Challenges:
1/ In the post on encoding categorical data below, reproduce the passage that begins at the words "Numerical data, as" and ends after the words "and One-Hot Encoding.".
2/ Using the post on encoding categorical data below, say whether each statement agrees with it. Answer yes or no, and quote the words from the post that decide it. (a) One-Hot Encoding is meant for categorical variables that have a natural rank order. (b) In the example output, the rating "excellent" is encoded as 0.0. (c) Machine learning models can only accept numerical input variables.
3/ Pick up the post on encoding categorical data below after its last line and continue writing it.

Document excerpt:
**********

In real life, the raw data received is rarely in a format that we can take and use directly for our machine learning models. Therefore, some pre-processing is necessary to present the data in the right format, select informative data or reduce its dimension to be able to extract the most out of the data.
In this post, we will talk about encoding to be able to use categorical data as features for our ML models, types of encoding, and when they are suitable. Other pre-processing techniques for features scaling, features selection, and dimension reduction are topics for another post… Let’s get started with encoding!
Numerical data, as the name suggests, has features with only numbers (integers or floating-point). On the other hand, categorical data has variables that contain label values (text) and not numerical values. Machine learning models can only accept numerical input variables. What happens if we have a dataset with categorical data instead of numerical data?
Then we have to convert the data that contains categorical variables to numbers before we can train an ML model. This is called encoding.
The two most popular encoding techniques are Ordinal Encoding and One-Hot Encoding.
Ordinal Encoding: This technique is used to encode categorical variables which have a natural rank order. Ex. good, very good, excellent could be encoded as 1,2,3.
One-Hot Encoding: This technique is used to encode categorical variables which do not have a natural rank order. Ex. Male or female do not have any ordering between them.
In this technique, each category is assigned an integer value. Ex. Miami is 1, Sydney is 2 and New York is 3. However, it is important to realize that this introduced an ordinality to the data which the ML models will try to use to look for relationships in the data. Therefore, using this data where no ordinal relationship exists (ranking between the categorical variables) is not a good practice. Maybe as you may have realized already, the example we just used for the cities is actually not a good idea. Because Miami, Sydney, and New York do not have any ranking relationship between them. In this case, the One-Hot encoder would be a better option which we will see in the next section.
Let’s create a better example for ordinal encoding.
Ordinal encoding transformation is available in the scikit-learn library. So let’s use the OrdinalEncoder class to build a small example:
# example of a ordinal encoding
import numpy as np
import pandas as pd
from sklearn.preprocessing import OrdinalEncoder
# define data
data = np.asarray([['good'], ['very good'], ['excellent']])
df = pd.DataFrame(data, columns=["Rating"], index=["Rater 1", "Rater 2", "Rater 3"])
print("Data before encoding:")
print(df)
# define ordinal encoding
encoder = OrdinalEncoder()
# transform data
df["Encoded Rating"] = encoder.fit_transform(df)
print("\nData after encoding:")
print(df)
Data before encoding:
Rating
Rater 1 good
Rater 2 very good
Rater 3 excellent
Data after encoding:
Rating Encoded Rating
Rater 1 good 1.0
Rater 2 very good 2.0
Rater 3 excellent 0.0
In this case, the encoder assigned the integer values according to the alphabetical order which is the case for text variables. Although we usually do not need to explicitly define the order of the categories, as ML algorithms will be able to extract the relationship anyway, for the sake of this example we can define an explicit order of the categories using the categories variable of the OrdinalEncoder.
import numpy as np
import pandas as pd
from sklearn.preprocessing import OrdinalEncoder
# define data
data = np.asarray([['good'], ['very good'], ['excellent']])

**********

Given information:
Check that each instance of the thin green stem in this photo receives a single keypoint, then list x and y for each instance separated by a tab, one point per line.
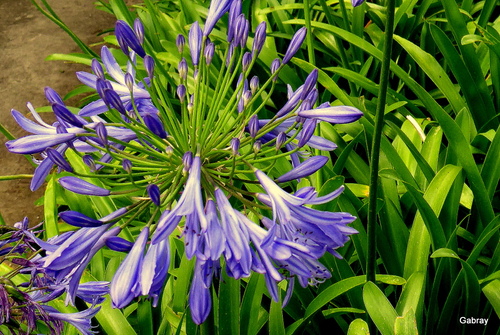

**********

Solved problems:
1/
Numerical data, as the name suggests, has features with only numbers (integers or floating-point). On the other hand, categorical data has variables that contain label values (text) and not numerical values. Machine learning models can only accept numerical input variables. What happens if we have a dataset with categorical data instead of numerical data?
Then we have to convert the data that contains categorical variables to numbers before we can train an ML model. This is called encoding.
The two most popular encoding techniques are Ordinal Encoding and One-Hot Encoding.

2/
(a) No: "One-Hot Encoding: This technique is used to encode categorical variables which do not have a natural rank order."
(b) Yes: "Rater 3 excellent 0.0"
(c) Yes: "Machine learning models can only accept numerical input variables."

3/
df = pd.DataFrame(data, columns=["Rating"], index=["Rater 1", "Rater 2", "Rater 3"])
print("Data before encoding:")
print(df)
# define ordinal encoding
categories = [['good', 'very good', 'excellent']]
encoder = OrdinalEncoder(categories=categories)
# transform data
df["Encoded Rating"] = encoder.fit_transform(df)
print("\nData after encoding:")
print(df)
Data before encoding:
Rating
Rater 1 good
Rater 2 very good
Rater 3 excellent
Data after encoding:
Rating Encoded Rating
Rater 1 good 0.0
Rater 2 very good 1.0
Rater 3 excellent 2.0
LabelEncoder class from scikit-learn is used to encode the Target labels in the dataset. It actually does exactly the same thing as OrdinalEncoder, however, it expects only a one-dimensional input which comes in very handy when encoding the target labels in the dataset.
As we mentioned previously, for categorical data where there is no ordinal relationship, ordinal encoding is not the suitable technique because it results in making the model look for natural order relationships within the categorical data which does not actually exist and could worsen the model performance.
This is where the One-Hot encoding comes into play. This technique works by creating a new column for each unique categorical variable in the data and representing the presence of this category using a binary representation (0 or 1). Looking at the previous example:
The simple table transforms to the following table where we have a new column representing each unique categorical variable (male and female) and a binary value to mark if it exists for that.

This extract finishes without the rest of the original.